Each entry below is to be transcribed exactly.

-=-=-=-=-

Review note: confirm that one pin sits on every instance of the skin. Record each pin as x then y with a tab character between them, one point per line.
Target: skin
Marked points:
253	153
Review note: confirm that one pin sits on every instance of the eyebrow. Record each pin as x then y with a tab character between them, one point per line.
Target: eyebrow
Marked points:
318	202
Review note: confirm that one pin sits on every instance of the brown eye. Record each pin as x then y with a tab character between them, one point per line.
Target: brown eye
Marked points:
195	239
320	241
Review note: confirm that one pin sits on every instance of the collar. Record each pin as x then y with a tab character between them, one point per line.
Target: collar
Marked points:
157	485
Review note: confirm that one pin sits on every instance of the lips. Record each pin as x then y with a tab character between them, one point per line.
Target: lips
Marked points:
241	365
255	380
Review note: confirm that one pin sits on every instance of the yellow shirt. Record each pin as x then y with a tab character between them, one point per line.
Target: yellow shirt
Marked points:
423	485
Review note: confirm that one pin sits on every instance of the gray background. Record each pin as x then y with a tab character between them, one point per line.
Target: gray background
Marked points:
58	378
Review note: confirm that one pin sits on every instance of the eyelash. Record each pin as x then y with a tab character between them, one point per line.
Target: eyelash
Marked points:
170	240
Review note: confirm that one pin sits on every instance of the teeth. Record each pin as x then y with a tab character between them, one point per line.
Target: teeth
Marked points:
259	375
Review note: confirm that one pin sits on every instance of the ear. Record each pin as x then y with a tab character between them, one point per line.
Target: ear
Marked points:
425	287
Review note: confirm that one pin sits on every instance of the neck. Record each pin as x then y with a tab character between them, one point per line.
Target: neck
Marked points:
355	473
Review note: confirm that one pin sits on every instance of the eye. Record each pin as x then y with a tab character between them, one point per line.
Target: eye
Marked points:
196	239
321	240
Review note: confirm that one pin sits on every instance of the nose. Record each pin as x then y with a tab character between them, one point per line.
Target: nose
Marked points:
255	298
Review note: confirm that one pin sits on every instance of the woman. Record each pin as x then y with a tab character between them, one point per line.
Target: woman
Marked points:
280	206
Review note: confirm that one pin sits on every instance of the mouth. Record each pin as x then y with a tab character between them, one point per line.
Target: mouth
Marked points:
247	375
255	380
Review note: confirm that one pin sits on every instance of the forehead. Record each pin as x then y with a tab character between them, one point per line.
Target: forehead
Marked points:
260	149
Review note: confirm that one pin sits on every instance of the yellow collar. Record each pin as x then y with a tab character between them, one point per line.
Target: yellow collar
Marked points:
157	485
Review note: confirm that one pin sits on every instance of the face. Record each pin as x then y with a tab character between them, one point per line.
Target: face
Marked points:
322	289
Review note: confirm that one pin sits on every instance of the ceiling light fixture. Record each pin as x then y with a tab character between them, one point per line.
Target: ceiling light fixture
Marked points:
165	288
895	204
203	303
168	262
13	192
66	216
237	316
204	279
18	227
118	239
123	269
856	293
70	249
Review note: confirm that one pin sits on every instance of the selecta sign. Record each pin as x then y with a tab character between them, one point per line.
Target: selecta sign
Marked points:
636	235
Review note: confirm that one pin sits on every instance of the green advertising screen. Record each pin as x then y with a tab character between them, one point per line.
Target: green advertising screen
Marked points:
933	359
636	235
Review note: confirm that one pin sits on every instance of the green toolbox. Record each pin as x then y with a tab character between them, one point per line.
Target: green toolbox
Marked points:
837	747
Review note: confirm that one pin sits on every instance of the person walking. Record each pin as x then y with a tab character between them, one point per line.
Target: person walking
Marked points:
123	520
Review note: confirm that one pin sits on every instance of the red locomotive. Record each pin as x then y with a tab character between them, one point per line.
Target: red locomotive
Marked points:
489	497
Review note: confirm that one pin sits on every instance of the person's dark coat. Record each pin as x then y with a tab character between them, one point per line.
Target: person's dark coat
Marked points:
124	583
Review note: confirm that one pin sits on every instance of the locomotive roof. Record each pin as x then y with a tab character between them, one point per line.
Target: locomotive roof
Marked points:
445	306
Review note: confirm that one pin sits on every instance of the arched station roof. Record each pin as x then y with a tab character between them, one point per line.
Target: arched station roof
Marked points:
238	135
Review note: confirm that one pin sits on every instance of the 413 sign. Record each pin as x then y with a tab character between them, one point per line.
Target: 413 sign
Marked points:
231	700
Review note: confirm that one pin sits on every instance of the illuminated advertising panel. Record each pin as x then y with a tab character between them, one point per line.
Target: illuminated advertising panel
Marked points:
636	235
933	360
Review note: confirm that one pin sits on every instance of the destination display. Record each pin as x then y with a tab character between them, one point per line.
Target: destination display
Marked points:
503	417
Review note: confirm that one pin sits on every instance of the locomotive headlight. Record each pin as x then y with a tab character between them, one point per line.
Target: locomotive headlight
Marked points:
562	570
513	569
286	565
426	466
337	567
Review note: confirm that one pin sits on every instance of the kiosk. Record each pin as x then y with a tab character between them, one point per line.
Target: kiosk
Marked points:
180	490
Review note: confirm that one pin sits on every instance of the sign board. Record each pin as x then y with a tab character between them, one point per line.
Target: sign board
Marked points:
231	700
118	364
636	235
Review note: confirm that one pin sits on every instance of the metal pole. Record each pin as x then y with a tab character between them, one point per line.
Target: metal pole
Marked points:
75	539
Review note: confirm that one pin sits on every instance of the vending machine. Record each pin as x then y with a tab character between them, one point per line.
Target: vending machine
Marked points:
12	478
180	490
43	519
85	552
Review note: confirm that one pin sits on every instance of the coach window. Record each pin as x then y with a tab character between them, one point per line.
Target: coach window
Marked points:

-=-=-=-=-

Output of the exercise —
Review note: confirm that one pin sits on every instance of the skin. Record each pin as x then y with a tab character between them, one point per line.
Target: skin
Marked points:
253	153
Review note: confirm that one pin sits on every instance of the eyebrow. Record each pin as x then y with a tab character between them, one point per line.
Target: eyebrow
Marked points:
318	202
Review note: confirm that one pin sits on every instance of the brown eye. Record each pin as x then y with a tab character between them, one point per line.
Target: brown eye
Marked points:
195	239
320	241
Review note: confirm that one pin sits on every instance of the collar. Record each pin as x then y with a tab character between them, one point per line.
Target: collar
Marked points:
157	485
Review note: confirm that one pin sits on every instance of the lips. Record each pin as x then y with a tab character between them, one point per line.
Target: lips
Marked points:
241	365
255	380
Review note: confirm that one pin sits on every instance of the yellow shirt. Record each pin as x then y with a tab character between them, one point per line.
Target: yellow shirt
Marked points:
423	485
Review note: confirm that one pin sits on every instance of the gray background. Record each pin as x then y with a tab character between them, one point per line.
Target: gray background
Marked points:
58	378
Review note: confirm that one pin sits on every instance of the eyelash. Record each pin as x then y with a tab character between them, one point per line.
Target: eyelash
Marked points:
170	240
Review note: confirm that one pin sits on every instance of the teeth. Record each pin as x then y with a tab character between them, one point per line.
Target: teeth
Marked points:
259	375
Review note: confirm that one pin sits on every instance of the ear. Record each pin as x then y with a tab character between them, one point per line.
Target: ear
Marked points:
425	287
Review note: confirm that one pin sits on every instance of the neck. Record each pin as x then y with a tab character between them, one point per line.
Target: neck
Marked points:
355	473
Review note: confirm that one pin sits on every instance of the eye. Record each pin as x then y with a tab character between them, one point per line.
Target: eye
Marked points:
196	239
321	240
Review note: confirm that one pin sits on every instance of the nose. Record each pin as x then y with a tab character between them, one point per line.
Target: nose
Marked points:
255	298
Review note: confirm that one pin sits on every instance of the woman. Record each pin as x then y with a tab character between them, one point per line.
Target: woman
Marked points:
280	206
Review note: confirm that one pin sits on every instance of the mouth. Record each pin as x then y with a tab character between them, one point per line.
Target: mouth
Marked points:
247	375
255	380
Review note: confirm that one pin sits on every instance of the forehead. Record each pin as x then y with a tab character between them, one point per line.
Target: forehead
Marked points:
260	149
Review note: confirm that one pin sits on every instance of the yellow collar. Record each pin as x then y with a tab character between them, one point per line.
Target: yellow collar
Marked points:
157	485
Review note: confirm that one pin sits on every instance of the face. Record each pin as x then y with a tab character between them, one point per line.
Target: face
Marked points:
322	289
Review note: confirm that one pin sits on every instance of the ceiling light fixture. Record each pin as x then y with a tab character between them, one point per line.
Target: ceiling light fixture
Marked points:
165	288
895	204
203	303
168	262
13	192
66	216
237	316
204	279
18	227
118	239
123	269
856	293
70	249
Review note: confirm that one pin sits on every instance of the selecta sign. Record each pin as x then y with a tab character between them, one point per line.
Target: selecta sign
Marked points:
636	235
Review note: confirm that one pin sits on every instance of the green advertising screen. Record each pin as x then y with a tab character between them, one point per line.
Target: green advertising screen
Marked points:
933	359
636	235
Review note: confirm that one pin sits on every instance of the green toolbox. Record each pin as x then y with a tab character between them, one point per line.
Target: green toolbox
Marked points:
837	747
Review note: confirm that one pin sits on every instance of the person walking. Record each pin as x then y with a tab character between them, one point per line.
Target: person walking
Marked points:
123	520
Review note: confirm that one pin sits on every instance of the red locomotive. Record each pin as x then y with a tab character between them, one point per line.
Target: red locomotive
Marked points:
489	497
Review note: confirm that one pin sits on every instance of the person's dark coat. Record each pin as x then y with a tab character between them, one point per line.
Target: person's dark coat
Marked points:
124	583
Review note: confirm that one pin sits on every instance of the locomotive roof. Record each pin as x then y with a tab character between them, one point per line.
Target: locomotive roof
Marked points:
445	306
Review note: confirm that one pin sits on every instance of the arched station roof. Record each pin as x then y with a tab character between them, one point per line.
Target: arched station roof
Marked points:
238	135
Review note: confirm that one pin sits on every instance of the 413 sign. Record each pin as x then y with a tab character between them, one point per line.
Target: 413 sign
Marked points:
231	700
Review note: confirm that one pin sits on every instance of the illuminated advertising panel. Record each pin as x then y with a tab character between them, one point per line.
Target: illuminated advertising panel
Marked points:
636	235
933	360
Review note: confirm that one pin sits on every instance of the destination display. Record each pin as x then y with a tab character between them, one point per line.
Target: destination display
Marked points:
503	417
Review note: confirm that one pin sits on every instance of the locomotive headlight. Record each pin as x then y with a tab character between them, one point per line.
Target: locomotive headlight
Marked points:
562	570
513	569
286	565
426	466
337	567
Review note: confirm that one pin sits on every instance of the kiosk. Record each pin as x then y with a tab character between them, one point per line.
Target: kiosk
Marked points:
180	490
Review note: confirm that one pin sits on every instance of the sign board. Record each pin as x then y with a tab character between them, one point per line.
Target: sign board
Marked points:
231	700
118	364
636	235
Review note: confirm that one pin sits on every instance of the metal pole. Record each pin as x then y with a tab character between them, one point per line.
Target: metal pole
Marked points:
75	539
Review note: confirm that one pin sits on every instance of the vending machine. Record each pin as x then y with a tab character between them, one point per line.
Target: vending machine
Marked points:
12	478
180	490
43	519
85	552
Review note: confirm that one pin sits on every instance of the coach window. Record each pin as x then y with a tab character between them, one point per line.
Target: coach window
Marked points:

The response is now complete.